Work request >>
Please return the whole listing, character for character.

Provided records >>
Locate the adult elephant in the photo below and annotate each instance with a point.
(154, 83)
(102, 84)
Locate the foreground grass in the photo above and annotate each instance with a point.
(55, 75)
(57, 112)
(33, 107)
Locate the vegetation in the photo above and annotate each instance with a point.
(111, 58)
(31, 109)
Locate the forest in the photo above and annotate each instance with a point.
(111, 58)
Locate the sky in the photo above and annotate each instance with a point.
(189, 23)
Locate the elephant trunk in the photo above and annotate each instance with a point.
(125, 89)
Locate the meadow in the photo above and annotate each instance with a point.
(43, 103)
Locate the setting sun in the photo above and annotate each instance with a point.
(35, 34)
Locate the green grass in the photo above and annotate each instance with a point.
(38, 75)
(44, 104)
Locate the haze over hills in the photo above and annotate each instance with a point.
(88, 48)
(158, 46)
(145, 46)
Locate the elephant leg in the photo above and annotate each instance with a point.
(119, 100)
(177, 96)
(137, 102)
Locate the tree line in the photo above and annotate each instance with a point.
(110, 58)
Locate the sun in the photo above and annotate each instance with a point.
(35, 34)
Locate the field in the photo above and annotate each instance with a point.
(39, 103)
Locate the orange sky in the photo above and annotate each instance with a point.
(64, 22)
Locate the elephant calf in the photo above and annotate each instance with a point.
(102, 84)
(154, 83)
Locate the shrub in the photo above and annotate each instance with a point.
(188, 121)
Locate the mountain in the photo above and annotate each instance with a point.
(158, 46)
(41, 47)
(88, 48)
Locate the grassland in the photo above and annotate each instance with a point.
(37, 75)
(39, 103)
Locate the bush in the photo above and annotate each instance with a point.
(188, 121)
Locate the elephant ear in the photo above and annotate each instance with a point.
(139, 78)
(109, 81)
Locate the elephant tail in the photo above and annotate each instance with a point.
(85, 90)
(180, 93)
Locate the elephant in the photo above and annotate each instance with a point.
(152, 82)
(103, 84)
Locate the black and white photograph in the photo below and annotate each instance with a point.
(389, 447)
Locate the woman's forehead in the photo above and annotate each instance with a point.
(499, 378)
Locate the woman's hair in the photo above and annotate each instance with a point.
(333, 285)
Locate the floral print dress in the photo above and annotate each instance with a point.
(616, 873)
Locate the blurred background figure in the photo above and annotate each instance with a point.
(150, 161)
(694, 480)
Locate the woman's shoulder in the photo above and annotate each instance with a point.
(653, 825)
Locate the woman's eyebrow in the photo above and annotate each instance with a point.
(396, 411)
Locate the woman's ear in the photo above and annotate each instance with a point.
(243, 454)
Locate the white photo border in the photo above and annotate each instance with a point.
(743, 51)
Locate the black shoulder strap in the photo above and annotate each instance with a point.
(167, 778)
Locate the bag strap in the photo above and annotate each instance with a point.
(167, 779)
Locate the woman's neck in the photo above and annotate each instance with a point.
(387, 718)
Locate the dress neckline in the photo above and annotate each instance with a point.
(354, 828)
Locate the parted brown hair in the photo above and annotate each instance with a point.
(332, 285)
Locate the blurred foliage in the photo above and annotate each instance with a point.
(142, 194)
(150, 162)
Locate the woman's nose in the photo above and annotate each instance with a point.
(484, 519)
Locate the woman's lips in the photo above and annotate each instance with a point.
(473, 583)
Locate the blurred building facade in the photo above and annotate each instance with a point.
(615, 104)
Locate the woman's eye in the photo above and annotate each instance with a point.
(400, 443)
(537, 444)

Answer to this task >>
Locate the adult elephant in the photo below and annotate each instance with a point.
(154, 83)
(102, 84)
Locate the foreground grass in the photo above and annotate each instance with a point.
(55, 75)
(57, 112)
(33, 107)
Locate the vegetation in the photo above and annotate each instance with a point.
(111, 58)
(31, 109)
Locate the forest in the photo above and annotate each instance with a point.
(111, 58)
Locate the sky in the photo above and annotate each instance with a point.
(189, 23)
Locate the elephant trunk in the photo above and annotate each instance with a point.
(125, 89)
Locate the meadow in the photo above and annotate each instance with a point.
(43, 103)
Locate the setting sun in the photo above and annotate each instance with a point.
(35, 34)
Locate the green grass in the photo above and annotate each instance with a point.
(38, 75)
(44, 104)
Locate the haze over hills in the photo above and annotate each instance with a point.
(88, 48)
(158, 46)
(145, 46)
Locate the elephant leg in the photo above and annotate each instance with a point.
(119, 100)
(177, 96)
(137, 102)
Locate the tree line in the photo above and annotate each instance with a point.
(110, 58)
Locate the sun in the photo above and annotate each instance with a point.
(35, 34)
Locate the field in the photo above and annotate each instance with a point.
(39, 103)
Locate the orange sky in the photo above and annotate each instance with a point.
(64, 22)
Locate the elephant calf in the photo above and annotate each instance with a point.
(102, 84)
(154, 83)
Locate the shrub in the photo above and annotate each instance with a point.
(188, 121)
Locate the mountain in the photo above and annotate each instance with a point.
(158, 46)
(41, 47)
(88, 48)
Locate the grassland in the photo above and annotate each instance with a point.
(37, 75)
(39, 103)
Locate the bush in the photo above and annotate each instance with a point.
(188, 121)
Locate the elephant ear in the photo above and annotate each instance with a point.
(139, 78)
(109, 81)
Locate the elephant tail in the photo above and annotate each instance with a point.
(85, 90)
(180, 93)
Locate the elephant in the photo above and annotate each instance with a point.
(152, 82)
(103, 84)
Locate the black and white photograph in the photo below and annotate each instance with a point.
(389, 447)
Locate the woman's forehead in the photo above and annotate each instance with a point.
(499, 378)
Locate the woman's hair in the photo above and annotate each instance with a point.
(333, 285)
Locate the floral print dress in the photo above and annotate each instance with a point.
(616, 873)
Locate the blurred background figure in the photo above and annotate each instance with a point.
(150, 161)
(694, 480)
Locate the woman's shoulder in the photo above and annotate each instance with a point.
(653, 825)
Locate the woman's eyebrow in the photo above and annotate each instance with a point.
(396, 411)
Locate the woman's ear in the photo above and annotate each instance with a point.
(243, 454)
Locate the white photo border in the photo above and annotate each instance with a point.
(743, 51)
Locate the black shoulder strap in the photo above and annotate each instance with a point.
(167, 778)
Locate the bag strap in the photo above and annotate each instance with a point.
(167, 779)
Locate the woman's neck in the photo above and annotate each instance with a point.
(387, 718)
Locate the dress neckline in the photo above and annotate each instance with a point.
(354, 828)
Locate the parted brown hair in the photo above and annotate each instance with a point.
(332, 285)
Locate the blurred foliage in the photo above and annotate each instance with a point.
(142, 194)
(150, 162)
Locate the woman's nose in the photo above and annotate each instance with a point.
(484, 519)
Locate the woman's lips in the photo above and annotate each instance with a point.
(473, 583)
Locate the blurred building facade in the photo above and annotate each instance with a point.
(615, 104)
Locate the woman's eye in the photo above and annotate each instance with a point.
(400, 443)
(537, 444)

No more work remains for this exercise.